The exercise
Rewrite everything from the line containing "radio antenna -> mask for every instance" down to the line containing "41], [133, 42]]", both included, and increase every coordinate in the answers by 6.

Records shown
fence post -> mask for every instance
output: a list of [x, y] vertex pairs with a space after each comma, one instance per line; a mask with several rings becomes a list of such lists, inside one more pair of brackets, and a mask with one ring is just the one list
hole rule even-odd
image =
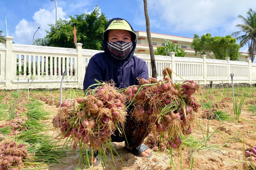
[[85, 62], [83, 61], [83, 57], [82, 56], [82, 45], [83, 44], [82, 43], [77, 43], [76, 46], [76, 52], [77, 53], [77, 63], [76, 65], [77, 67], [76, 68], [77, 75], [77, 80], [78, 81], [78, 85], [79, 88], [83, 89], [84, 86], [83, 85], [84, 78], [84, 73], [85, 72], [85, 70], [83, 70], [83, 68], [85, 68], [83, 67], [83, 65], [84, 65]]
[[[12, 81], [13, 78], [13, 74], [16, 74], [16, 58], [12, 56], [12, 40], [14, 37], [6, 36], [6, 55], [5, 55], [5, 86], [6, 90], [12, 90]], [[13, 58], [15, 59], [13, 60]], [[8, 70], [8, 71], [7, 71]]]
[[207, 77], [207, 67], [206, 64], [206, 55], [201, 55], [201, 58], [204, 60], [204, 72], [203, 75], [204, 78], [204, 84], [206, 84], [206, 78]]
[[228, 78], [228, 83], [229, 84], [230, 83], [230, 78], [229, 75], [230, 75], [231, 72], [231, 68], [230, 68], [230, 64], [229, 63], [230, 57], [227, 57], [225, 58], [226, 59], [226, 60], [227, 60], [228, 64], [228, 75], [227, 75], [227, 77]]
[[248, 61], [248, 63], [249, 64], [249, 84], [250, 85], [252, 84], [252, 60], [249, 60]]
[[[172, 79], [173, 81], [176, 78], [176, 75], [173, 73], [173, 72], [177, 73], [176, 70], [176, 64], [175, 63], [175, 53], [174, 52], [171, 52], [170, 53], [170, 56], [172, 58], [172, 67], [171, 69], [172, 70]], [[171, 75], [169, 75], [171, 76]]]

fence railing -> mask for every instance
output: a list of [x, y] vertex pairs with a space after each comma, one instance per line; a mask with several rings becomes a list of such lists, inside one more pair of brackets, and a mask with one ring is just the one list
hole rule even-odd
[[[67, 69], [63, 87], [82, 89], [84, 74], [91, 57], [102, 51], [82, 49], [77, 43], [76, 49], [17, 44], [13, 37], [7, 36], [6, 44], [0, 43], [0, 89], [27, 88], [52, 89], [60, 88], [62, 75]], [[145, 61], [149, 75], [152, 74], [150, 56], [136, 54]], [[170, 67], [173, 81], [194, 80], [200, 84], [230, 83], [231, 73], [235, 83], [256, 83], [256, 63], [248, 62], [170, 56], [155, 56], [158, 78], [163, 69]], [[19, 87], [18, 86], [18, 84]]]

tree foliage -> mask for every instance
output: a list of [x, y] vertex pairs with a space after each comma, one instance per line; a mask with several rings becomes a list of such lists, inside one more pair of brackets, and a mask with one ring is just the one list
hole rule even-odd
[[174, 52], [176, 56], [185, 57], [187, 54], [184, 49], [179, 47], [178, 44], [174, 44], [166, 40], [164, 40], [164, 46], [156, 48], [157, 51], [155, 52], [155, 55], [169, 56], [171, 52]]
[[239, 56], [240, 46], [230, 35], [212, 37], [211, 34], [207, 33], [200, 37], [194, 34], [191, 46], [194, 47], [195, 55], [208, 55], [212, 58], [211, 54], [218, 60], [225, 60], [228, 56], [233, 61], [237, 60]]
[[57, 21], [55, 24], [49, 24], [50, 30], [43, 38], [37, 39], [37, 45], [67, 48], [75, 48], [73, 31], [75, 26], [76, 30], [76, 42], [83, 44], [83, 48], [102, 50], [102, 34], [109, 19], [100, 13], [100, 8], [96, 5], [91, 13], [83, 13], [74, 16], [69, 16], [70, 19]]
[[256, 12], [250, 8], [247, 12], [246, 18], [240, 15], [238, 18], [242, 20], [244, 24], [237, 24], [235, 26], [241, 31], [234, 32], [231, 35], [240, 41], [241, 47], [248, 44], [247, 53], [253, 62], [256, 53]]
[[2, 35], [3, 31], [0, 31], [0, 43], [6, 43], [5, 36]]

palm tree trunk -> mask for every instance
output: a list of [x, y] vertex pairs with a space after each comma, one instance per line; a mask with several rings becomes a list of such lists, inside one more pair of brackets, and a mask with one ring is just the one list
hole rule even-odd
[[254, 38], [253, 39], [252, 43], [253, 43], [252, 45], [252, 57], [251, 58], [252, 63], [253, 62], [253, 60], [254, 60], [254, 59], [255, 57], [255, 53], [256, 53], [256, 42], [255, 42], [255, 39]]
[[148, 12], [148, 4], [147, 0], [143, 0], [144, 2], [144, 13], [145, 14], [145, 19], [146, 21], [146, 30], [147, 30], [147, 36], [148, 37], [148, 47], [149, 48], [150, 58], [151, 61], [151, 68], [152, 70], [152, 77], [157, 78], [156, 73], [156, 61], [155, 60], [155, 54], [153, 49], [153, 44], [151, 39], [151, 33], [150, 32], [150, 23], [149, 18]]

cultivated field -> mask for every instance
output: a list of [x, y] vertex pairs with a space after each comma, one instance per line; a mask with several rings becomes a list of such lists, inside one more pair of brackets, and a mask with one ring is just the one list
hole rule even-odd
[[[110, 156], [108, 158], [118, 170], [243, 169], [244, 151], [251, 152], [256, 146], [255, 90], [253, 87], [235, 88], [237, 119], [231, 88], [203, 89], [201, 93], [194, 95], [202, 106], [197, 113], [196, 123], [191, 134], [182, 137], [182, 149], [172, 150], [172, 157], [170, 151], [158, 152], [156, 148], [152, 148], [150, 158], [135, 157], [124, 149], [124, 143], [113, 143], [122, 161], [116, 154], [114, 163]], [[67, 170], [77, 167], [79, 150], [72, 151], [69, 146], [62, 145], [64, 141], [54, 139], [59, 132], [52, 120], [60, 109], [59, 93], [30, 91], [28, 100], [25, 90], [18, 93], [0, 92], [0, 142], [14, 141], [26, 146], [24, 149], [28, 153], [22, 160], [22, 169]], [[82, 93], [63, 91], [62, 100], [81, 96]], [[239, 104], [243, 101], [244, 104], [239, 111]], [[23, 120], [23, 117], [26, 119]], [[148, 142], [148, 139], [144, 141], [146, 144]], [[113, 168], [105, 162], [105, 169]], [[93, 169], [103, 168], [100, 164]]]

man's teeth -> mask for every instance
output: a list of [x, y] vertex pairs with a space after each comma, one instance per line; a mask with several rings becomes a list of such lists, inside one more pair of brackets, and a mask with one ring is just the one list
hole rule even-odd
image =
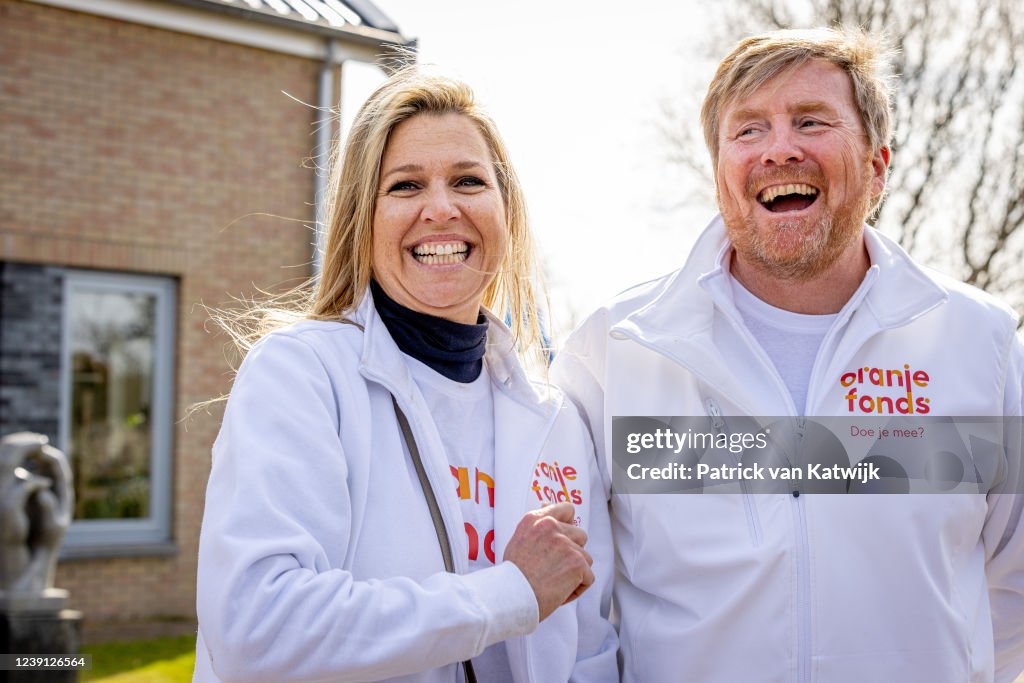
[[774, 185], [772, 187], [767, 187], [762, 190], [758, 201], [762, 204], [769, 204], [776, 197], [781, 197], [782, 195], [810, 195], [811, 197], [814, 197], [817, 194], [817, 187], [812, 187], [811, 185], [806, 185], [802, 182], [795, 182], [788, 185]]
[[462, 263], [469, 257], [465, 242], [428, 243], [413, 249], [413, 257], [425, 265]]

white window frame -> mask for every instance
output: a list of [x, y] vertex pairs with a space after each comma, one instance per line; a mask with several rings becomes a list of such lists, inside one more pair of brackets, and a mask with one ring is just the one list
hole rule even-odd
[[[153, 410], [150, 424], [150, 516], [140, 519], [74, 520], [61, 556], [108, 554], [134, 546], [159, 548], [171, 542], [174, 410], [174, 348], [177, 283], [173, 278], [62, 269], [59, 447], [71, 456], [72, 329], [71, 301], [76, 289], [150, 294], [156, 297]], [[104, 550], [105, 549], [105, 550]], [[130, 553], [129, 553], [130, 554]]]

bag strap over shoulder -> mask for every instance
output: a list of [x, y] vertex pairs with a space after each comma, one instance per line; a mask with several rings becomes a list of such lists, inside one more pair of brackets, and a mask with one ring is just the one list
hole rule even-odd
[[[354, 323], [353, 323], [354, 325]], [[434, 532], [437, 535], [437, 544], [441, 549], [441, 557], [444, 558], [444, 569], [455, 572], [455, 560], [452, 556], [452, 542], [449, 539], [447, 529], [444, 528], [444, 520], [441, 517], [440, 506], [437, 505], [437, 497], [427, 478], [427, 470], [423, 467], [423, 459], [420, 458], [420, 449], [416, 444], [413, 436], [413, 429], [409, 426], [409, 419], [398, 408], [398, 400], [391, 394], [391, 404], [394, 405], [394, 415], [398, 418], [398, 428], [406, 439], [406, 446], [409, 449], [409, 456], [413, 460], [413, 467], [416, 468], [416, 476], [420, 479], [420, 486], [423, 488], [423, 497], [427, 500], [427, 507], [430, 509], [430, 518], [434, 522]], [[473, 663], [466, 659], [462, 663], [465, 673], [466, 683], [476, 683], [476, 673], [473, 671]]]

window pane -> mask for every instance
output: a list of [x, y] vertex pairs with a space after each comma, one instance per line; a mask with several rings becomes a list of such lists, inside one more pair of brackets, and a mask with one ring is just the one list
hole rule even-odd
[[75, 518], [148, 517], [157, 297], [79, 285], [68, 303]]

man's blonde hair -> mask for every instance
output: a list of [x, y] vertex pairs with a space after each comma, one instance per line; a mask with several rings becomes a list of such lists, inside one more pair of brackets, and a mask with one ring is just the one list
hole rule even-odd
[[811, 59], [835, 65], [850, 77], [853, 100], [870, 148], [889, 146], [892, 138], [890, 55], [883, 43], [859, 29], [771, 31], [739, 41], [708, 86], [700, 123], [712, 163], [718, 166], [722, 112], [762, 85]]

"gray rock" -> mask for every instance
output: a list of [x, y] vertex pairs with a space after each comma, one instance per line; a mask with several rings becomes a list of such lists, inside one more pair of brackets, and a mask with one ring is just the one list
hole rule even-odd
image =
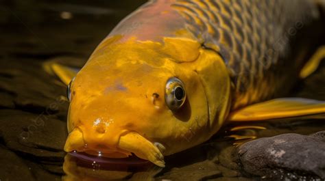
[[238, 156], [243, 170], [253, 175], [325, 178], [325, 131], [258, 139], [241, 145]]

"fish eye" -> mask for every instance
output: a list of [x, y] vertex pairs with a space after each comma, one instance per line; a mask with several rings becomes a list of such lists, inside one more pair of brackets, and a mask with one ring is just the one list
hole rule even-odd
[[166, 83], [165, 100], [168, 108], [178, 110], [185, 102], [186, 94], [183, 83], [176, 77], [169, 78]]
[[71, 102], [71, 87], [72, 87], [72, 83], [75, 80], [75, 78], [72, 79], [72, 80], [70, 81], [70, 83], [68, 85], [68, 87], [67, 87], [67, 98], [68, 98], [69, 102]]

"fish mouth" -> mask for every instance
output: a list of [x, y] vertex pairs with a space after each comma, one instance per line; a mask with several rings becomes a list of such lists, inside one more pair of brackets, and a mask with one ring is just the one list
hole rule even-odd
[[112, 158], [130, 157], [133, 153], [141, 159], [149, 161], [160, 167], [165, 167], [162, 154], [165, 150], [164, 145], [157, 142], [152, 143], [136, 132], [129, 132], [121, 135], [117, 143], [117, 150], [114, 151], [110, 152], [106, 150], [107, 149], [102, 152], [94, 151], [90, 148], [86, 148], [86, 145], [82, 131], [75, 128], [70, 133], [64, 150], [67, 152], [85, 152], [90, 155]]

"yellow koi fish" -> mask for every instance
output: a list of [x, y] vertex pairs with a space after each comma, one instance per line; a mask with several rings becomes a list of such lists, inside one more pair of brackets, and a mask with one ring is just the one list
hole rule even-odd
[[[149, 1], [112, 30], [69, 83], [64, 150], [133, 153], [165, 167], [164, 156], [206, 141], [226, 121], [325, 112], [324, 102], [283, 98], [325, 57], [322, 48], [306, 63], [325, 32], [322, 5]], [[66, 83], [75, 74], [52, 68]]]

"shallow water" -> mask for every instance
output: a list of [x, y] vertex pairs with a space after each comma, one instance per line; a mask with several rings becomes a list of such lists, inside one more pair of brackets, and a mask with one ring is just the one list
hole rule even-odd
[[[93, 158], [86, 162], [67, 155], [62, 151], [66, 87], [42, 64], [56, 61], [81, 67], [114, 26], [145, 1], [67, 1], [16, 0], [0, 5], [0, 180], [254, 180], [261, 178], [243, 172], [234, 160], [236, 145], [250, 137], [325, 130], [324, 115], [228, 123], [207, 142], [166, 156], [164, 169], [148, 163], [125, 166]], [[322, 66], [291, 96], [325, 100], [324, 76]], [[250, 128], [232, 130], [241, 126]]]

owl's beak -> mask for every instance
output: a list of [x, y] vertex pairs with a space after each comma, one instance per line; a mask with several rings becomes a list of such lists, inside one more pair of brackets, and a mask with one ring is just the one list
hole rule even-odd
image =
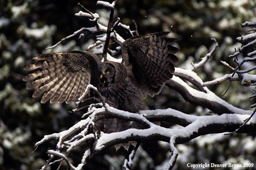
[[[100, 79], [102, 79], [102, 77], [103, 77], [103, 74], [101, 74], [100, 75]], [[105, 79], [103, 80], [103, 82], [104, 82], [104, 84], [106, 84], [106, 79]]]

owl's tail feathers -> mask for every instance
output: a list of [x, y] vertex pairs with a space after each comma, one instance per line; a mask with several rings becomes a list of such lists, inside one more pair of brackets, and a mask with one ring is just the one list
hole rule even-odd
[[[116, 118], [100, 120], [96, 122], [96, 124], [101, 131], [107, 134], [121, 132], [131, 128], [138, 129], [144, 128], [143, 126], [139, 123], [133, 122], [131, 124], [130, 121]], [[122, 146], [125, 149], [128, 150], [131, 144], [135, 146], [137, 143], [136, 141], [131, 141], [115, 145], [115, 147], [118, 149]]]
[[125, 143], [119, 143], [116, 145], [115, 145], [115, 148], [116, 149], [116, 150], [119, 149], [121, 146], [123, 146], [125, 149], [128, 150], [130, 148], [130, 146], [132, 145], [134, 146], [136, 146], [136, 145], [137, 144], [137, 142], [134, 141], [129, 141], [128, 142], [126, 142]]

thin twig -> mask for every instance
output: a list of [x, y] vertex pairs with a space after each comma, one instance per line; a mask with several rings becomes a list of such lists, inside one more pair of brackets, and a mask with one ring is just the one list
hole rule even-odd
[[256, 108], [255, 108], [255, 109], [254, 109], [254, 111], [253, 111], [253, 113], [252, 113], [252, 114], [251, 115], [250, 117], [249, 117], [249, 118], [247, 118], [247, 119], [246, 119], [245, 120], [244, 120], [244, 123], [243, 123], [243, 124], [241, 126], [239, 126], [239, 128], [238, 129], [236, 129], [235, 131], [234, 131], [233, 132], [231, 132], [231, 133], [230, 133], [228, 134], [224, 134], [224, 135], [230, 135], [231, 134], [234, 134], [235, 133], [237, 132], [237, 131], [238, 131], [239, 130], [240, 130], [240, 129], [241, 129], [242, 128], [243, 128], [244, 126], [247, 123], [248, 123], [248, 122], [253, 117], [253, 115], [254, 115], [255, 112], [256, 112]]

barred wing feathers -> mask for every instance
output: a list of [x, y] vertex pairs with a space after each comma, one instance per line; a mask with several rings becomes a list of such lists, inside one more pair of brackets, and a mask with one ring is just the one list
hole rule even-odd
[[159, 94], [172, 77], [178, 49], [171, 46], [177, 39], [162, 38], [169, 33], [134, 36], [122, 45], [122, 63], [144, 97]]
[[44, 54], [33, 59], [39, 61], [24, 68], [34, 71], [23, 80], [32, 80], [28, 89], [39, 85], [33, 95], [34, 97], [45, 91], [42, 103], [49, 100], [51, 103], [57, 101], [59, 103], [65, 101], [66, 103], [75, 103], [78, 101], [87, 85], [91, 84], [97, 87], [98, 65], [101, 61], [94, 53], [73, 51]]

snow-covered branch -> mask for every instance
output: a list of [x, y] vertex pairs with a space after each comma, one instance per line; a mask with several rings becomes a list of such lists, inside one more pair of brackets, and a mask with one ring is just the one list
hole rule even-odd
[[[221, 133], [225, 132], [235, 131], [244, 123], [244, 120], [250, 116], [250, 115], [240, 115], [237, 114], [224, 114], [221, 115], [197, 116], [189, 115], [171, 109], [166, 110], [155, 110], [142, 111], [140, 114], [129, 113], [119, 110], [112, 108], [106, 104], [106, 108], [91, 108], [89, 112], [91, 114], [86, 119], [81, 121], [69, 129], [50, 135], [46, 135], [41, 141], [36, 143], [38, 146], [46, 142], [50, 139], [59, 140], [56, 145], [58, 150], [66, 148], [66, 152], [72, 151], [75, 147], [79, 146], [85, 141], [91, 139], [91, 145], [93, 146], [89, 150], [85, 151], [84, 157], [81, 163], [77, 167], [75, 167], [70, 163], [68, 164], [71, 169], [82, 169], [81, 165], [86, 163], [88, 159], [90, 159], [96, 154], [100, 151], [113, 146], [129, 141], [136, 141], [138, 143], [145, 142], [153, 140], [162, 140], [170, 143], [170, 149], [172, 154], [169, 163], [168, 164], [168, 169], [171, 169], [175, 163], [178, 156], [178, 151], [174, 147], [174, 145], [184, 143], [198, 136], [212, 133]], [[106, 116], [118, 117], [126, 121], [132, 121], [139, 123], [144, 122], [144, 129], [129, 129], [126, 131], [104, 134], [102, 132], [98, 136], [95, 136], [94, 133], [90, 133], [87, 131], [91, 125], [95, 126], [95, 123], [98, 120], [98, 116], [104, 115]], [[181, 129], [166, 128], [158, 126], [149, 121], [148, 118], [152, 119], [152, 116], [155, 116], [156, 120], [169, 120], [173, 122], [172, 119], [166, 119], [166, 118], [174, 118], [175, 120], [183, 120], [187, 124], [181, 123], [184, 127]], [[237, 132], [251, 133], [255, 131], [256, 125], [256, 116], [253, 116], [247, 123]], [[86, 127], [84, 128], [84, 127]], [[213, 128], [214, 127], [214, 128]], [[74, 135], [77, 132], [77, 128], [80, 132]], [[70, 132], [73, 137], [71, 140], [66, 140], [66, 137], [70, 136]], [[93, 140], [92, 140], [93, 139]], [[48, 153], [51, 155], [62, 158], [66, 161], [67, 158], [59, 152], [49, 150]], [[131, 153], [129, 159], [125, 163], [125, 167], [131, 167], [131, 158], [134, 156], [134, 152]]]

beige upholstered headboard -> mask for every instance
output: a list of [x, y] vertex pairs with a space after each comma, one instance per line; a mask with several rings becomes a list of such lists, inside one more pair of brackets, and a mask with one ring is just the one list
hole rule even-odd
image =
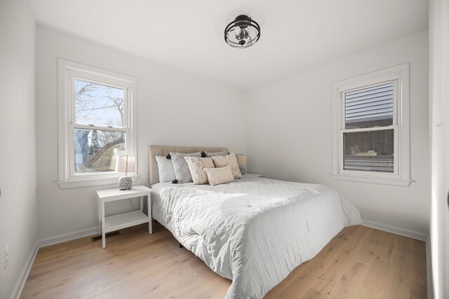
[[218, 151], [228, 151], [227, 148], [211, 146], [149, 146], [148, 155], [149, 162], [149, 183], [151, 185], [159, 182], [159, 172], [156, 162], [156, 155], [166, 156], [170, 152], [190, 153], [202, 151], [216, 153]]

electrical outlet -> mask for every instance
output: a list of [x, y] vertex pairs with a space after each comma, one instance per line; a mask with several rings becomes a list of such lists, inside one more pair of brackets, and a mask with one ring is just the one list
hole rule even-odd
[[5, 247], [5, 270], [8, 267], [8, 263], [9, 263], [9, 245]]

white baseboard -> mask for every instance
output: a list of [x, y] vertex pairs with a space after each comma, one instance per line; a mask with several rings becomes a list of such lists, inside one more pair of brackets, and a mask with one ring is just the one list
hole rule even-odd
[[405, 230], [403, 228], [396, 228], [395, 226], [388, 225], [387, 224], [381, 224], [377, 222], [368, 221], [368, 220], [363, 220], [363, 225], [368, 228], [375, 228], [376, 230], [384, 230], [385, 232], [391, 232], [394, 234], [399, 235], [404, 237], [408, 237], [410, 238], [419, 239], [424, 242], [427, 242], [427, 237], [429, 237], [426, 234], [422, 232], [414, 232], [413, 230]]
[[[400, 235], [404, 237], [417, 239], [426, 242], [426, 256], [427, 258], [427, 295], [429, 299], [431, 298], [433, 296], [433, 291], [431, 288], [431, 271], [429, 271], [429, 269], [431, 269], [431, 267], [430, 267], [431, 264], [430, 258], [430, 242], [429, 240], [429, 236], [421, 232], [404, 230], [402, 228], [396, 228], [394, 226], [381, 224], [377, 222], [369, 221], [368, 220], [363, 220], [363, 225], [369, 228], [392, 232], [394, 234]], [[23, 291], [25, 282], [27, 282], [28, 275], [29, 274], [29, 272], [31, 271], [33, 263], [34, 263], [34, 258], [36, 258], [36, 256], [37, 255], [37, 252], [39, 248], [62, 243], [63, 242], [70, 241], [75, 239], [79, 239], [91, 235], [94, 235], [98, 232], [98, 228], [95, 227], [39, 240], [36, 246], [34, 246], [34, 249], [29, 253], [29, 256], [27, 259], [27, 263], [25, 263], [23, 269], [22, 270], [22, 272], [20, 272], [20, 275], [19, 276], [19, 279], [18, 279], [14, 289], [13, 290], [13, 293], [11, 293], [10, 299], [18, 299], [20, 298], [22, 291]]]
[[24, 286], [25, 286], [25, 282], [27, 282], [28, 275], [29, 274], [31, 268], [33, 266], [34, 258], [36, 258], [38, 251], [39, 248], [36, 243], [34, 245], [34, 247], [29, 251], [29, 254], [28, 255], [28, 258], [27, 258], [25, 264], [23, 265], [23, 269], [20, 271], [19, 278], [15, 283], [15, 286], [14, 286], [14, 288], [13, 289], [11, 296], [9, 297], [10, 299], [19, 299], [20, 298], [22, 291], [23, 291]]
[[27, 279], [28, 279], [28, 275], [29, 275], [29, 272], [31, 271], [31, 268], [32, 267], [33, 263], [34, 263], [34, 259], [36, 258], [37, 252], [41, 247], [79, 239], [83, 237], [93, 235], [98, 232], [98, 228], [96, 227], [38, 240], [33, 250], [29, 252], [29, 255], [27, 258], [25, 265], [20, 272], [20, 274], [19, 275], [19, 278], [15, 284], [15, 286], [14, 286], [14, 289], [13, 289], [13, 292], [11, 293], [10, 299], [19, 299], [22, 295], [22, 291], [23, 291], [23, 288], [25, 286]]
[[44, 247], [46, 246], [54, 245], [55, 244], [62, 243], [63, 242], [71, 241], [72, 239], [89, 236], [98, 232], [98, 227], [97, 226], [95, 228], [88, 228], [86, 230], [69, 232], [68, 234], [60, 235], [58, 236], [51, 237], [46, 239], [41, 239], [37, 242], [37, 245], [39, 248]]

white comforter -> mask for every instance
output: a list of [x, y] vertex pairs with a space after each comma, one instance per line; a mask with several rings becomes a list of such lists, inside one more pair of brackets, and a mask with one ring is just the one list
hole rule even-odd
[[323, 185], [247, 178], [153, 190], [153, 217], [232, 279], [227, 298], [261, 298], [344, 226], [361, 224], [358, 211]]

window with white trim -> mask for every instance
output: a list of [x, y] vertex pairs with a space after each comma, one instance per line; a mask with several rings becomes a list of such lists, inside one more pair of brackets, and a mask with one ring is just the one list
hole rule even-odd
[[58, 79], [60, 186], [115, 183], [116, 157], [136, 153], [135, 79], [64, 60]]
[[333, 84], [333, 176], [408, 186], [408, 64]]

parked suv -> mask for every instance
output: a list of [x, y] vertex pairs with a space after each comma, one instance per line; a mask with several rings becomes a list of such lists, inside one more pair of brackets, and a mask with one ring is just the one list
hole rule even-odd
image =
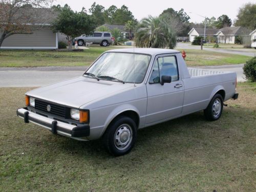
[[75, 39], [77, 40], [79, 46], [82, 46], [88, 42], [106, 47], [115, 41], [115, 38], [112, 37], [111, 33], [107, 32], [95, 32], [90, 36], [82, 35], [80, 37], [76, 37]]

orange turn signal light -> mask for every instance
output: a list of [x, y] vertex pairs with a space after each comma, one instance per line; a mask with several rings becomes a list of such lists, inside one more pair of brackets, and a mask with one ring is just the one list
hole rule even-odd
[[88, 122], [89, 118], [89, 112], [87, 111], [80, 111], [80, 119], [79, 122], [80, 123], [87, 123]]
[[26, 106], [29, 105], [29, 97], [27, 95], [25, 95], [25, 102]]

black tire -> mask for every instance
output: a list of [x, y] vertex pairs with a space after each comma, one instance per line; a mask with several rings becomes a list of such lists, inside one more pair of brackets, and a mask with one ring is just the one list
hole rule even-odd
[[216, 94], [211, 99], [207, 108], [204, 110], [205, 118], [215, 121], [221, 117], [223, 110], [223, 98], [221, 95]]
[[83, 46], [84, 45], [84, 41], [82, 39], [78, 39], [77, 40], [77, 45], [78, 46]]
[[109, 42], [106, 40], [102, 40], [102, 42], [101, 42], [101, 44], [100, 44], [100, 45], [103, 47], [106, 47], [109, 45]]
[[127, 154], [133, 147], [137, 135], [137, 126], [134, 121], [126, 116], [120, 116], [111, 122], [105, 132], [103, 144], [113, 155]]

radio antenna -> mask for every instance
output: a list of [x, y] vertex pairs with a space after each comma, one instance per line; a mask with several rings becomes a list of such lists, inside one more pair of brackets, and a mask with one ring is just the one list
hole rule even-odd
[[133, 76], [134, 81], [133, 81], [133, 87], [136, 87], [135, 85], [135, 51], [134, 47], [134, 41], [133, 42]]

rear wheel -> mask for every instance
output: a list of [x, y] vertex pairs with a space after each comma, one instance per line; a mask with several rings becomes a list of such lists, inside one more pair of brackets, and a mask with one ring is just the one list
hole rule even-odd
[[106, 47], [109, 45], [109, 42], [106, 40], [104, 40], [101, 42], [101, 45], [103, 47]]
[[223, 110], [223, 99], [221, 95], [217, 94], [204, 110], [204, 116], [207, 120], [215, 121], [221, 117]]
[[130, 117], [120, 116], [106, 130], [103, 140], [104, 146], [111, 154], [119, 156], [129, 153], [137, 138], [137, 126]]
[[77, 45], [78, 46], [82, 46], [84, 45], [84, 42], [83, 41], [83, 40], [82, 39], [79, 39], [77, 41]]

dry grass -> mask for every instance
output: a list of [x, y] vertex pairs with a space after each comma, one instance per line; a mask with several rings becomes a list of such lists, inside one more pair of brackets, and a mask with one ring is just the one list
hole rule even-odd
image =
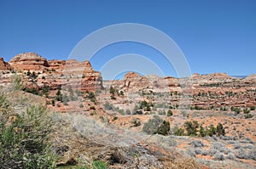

The answer
radio antenna -> mask for every instance
output: a list of [x, y] vertex pairs with a space after each comma, one instance per line; a mask with several rings becomes a list of such lists, inside one more pair of brackets, and a mask with one ring is just the one list
hole rule even-odd
[[139, 82], [140, 87], [139, 87], [139, 93], [142, 93], [141, 91], [141, 57], [140, 53], [140, 47], [139, 48]]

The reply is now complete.